§ **PROVIDED RECORDS**:
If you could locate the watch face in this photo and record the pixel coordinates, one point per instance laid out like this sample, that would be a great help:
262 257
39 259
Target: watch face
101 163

§ **WHAT TO PRODUCE**:
Your answer must be the complete listing, repeated exactly.

§ **YOUR SOLUTION**:
If you could locate the watch face in this photo and record the pixel coordinates, one point per instance laid out like this sample, that would be a great help:
262 257
39 259
Target: watch face
101 163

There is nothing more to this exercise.